• **Work to do**: Reproduce character for character the lines of the entries from the one containing "tree in water?" through the one containing "[[[255,203],[255,122],[176,118],[145,127],[141,176],[158,202]]]", both ends included.

Stored data
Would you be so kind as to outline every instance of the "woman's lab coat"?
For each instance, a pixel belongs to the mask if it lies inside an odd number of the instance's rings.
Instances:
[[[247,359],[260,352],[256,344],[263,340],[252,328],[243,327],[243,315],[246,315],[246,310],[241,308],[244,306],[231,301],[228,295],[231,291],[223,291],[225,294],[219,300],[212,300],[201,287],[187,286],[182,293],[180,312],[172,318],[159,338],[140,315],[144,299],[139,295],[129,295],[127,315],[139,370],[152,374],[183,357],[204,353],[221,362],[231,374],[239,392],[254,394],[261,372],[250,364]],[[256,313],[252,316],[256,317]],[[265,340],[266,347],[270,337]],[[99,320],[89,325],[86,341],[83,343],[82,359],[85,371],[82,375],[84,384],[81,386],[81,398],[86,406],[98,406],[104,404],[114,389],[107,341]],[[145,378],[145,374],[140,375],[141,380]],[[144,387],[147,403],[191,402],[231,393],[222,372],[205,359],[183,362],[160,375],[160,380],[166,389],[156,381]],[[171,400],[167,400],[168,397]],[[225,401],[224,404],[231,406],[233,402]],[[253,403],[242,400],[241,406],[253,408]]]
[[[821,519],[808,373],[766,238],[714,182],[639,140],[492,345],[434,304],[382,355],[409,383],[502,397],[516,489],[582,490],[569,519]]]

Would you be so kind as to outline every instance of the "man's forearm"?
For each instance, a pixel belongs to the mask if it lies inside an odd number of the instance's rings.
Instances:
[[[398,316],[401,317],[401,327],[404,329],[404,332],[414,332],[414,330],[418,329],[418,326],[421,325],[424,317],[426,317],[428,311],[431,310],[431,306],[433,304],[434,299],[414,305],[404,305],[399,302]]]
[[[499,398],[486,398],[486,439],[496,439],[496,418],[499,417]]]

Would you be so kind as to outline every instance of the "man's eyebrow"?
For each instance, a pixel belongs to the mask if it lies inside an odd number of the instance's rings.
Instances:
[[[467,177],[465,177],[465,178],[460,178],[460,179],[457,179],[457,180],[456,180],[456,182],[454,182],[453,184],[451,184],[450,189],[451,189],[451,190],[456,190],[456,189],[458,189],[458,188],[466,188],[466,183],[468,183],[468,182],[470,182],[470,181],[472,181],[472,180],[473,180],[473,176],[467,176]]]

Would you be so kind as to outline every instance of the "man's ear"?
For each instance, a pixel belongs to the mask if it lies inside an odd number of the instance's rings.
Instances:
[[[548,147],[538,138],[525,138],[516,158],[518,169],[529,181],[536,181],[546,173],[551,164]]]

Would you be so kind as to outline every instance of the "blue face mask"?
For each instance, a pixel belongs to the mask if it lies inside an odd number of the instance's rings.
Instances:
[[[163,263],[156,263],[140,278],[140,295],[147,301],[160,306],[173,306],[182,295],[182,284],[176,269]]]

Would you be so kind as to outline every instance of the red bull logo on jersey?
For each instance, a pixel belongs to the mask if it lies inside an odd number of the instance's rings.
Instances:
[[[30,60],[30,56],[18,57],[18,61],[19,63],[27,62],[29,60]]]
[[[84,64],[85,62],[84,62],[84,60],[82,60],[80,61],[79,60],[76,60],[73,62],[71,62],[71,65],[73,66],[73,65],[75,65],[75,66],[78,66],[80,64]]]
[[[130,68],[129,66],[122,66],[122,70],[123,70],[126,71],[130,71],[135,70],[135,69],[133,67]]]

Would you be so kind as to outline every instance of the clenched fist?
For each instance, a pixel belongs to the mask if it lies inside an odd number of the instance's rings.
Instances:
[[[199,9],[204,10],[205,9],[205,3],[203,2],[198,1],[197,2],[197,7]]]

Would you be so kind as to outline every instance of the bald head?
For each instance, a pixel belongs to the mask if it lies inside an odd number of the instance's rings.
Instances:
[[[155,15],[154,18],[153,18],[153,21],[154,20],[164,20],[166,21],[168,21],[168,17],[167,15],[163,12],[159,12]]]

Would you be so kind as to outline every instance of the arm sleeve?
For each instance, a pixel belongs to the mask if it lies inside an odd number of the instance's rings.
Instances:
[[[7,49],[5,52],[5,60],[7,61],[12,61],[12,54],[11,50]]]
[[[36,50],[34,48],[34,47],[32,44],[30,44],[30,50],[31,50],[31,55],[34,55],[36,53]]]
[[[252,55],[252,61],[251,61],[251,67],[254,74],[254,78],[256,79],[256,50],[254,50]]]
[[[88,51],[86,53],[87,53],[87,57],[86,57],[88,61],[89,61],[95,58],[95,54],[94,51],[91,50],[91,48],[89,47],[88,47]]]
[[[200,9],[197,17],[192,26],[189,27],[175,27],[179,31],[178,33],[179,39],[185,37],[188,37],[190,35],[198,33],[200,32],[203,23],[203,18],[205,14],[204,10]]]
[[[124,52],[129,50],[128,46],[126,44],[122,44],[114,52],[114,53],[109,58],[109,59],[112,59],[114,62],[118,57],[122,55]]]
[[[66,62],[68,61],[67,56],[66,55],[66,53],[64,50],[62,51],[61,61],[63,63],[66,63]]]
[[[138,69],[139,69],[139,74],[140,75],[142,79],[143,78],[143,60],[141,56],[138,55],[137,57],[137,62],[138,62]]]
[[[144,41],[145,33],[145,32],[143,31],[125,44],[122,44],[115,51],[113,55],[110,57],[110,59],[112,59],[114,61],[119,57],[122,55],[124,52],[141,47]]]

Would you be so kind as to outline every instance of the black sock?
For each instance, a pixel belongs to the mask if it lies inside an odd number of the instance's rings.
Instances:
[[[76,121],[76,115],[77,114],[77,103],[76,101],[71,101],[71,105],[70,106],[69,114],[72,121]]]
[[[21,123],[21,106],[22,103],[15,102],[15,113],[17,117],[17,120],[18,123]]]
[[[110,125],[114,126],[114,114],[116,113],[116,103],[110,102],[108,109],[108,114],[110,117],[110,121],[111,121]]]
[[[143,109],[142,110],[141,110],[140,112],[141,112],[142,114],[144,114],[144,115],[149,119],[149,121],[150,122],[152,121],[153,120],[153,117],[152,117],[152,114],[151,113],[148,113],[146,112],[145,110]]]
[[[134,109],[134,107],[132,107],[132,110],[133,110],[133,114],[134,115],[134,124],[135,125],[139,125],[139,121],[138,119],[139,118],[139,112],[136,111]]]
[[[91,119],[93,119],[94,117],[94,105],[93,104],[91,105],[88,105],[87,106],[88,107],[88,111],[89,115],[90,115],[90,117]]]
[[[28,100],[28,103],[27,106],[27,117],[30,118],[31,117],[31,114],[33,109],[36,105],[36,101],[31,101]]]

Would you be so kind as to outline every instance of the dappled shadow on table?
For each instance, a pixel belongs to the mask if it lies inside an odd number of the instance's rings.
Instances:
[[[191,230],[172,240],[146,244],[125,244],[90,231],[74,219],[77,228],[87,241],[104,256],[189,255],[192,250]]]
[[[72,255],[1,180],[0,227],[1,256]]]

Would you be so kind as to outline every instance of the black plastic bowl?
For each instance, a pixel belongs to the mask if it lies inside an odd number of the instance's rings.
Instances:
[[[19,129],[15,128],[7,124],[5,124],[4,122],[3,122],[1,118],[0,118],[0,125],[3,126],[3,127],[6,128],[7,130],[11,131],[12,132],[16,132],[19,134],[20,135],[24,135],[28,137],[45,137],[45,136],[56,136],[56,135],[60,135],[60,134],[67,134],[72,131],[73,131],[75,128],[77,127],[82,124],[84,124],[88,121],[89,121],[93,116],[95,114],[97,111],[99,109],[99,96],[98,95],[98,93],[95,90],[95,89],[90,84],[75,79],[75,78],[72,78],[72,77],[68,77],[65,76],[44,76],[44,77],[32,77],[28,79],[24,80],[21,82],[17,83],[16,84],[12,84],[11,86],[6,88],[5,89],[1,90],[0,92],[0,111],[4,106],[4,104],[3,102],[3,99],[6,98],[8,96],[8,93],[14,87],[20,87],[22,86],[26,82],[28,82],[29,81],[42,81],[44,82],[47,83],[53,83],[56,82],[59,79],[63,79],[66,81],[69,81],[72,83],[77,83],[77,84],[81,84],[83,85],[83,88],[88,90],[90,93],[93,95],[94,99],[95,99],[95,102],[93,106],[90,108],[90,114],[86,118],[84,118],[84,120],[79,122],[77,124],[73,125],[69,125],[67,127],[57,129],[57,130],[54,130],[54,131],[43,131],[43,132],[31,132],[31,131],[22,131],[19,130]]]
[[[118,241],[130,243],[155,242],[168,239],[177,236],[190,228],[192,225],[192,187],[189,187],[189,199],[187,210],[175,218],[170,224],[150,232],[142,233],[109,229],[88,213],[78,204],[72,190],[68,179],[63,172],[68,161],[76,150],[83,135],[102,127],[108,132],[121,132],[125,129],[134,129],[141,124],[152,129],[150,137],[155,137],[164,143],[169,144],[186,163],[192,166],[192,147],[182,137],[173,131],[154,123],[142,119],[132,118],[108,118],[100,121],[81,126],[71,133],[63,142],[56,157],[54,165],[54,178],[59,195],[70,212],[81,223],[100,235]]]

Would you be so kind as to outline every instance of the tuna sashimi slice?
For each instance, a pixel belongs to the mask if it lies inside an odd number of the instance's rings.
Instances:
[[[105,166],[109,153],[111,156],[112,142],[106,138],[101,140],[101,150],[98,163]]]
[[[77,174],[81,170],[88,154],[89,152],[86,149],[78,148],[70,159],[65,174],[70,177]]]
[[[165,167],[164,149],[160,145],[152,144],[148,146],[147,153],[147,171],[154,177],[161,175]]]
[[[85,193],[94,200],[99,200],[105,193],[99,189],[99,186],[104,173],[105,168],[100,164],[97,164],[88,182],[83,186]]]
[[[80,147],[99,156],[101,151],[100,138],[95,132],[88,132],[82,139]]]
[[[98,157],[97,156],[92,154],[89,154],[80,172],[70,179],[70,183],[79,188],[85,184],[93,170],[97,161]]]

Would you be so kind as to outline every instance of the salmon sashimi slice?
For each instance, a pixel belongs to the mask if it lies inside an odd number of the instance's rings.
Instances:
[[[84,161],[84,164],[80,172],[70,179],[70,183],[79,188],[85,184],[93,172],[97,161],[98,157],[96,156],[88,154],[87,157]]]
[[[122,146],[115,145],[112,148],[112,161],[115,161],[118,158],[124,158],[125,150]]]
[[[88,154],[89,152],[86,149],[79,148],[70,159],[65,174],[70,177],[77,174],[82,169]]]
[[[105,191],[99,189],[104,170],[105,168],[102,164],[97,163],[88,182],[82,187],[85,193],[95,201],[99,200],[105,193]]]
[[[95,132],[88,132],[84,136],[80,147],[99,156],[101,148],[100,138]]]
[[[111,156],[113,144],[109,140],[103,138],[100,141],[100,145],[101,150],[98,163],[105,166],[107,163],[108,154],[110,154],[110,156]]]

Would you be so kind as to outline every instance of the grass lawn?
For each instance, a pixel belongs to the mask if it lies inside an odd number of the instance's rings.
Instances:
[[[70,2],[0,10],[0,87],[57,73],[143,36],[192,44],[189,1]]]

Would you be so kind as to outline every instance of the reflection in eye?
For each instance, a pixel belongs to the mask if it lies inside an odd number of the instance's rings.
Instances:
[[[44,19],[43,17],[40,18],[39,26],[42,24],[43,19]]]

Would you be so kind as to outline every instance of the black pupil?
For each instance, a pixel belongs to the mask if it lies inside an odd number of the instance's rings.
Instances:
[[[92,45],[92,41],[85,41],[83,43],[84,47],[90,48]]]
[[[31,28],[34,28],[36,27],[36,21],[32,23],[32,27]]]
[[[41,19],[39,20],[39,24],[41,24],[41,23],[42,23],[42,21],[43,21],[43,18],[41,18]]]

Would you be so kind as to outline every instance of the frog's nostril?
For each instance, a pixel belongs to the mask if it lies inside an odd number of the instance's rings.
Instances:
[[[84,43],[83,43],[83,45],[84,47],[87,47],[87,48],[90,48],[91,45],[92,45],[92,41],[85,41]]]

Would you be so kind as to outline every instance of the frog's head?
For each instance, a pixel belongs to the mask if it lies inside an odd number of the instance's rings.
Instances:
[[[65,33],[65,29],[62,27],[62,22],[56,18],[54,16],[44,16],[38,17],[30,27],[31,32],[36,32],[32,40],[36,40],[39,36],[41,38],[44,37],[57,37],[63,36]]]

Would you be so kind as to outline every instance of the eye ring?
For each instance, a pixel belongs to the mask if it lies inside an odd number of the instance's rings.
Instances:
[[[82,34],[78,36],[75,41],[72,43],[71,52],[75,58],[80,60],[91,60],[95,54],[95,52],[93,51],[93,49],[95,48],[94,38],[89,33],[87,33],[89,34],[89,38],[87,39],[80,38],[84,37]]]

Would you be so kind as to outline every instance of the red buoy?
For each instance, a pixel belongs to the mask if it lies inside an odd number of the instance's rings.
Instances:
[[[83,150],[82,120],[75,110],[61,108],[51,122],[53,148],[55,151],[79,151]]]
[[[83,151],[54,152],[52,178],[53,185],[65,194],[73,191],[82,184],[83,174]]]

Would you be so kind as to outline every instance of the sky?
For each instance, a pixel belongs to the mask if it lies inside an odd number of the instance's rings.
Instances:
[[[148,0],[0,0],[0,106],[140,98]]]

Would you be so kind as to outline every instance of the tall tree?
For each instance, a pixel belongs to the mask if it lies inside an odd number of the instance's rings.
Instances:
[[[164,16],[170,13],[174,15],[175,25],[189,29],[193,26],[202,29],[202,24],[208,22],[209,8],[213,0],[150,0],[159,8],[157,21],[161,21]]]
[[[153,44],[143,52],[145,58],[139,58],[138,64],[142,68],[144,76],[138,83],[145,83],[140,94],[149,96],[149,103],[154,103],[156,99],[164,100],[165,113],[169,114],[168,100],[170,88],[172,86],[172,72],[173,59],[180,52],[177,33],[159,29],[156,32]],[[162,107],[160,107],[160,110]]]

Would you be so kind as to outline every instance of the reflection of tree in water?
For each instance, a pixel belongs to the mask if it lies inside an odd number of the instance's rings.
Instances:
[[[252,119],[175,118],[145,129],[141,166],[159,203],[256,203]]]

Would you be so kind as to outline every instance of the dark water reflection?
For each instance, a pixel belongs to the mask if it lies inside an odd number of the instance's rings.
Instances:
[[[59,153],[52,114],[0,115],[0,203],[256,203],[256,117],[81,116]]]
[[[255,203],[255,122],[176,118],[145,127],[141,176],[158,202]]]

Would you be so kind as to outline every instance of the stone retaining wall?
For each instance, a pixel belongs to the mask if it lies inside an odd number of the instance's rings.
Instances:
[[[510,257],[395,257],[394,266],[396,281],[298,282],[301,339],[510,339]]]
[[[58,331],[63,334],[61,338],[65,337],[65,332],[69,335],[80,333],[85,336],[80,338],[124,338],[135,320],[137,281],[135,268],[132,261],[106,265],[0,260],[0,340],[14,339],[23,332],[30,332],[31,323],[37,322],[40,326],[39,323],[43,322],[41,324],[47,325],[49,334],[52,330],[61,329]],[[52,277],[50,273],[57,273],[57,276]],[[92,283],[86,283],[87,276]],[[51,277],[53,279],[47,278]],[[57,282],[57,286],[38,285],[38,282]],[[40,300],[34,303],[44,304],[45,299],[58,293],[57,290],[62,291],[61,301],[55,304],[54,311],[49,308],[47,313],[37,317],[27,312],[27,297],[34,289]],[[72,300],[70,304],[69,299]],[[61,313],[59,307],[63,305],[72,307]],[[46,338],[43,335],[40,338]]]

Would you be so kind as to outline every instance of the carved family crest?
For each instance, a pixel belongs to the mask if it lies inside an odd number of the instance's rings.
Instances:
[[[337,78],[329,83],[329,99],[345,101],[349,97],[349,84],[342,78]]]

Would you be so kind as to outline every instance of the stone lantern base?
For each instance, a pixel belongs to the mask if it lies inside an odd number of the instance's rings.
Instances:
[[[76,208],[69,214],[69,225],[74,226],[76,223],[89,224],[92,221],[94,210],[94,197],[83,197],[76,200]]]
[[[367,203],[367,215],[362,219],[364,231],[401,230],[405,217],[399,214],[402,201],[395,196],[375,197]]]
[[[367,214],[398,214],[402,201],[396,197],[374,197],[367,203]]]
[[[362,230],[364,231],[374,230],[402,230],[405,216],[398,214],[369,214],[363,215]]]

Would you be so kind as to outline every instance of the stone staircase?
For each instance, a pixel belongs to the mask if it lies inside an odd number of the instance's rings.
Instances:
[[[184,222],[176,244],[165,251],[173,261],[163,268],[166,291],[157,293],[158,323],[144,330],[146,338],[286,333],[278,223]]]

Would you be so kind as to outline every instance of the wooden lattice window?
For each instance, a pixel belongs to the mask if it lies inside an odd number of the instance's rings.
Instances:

• **Answer**:
Would you be so kind as to outline every instance of the reflection of tree in water?
For each instance, a pixel belongs to the mask if it lies inside an odd number of the instance's rings.
Instances:
[[[252,119],[175,118],[145,129],[141,166],[159,203],[256,203]]]

Would you be so kind as to outline every instance of the dark water reflection?
For each instance, a pixel belongs to the mask if it lies inside an odd number of the instance's rings.
Instances:
[[[59,153],[52,114],[0,115],[0,203],[256,203],[256,117],[81,116]]]
[[[255,203],[255,122],[176,118],[145,127],[141,176],[158,202]]]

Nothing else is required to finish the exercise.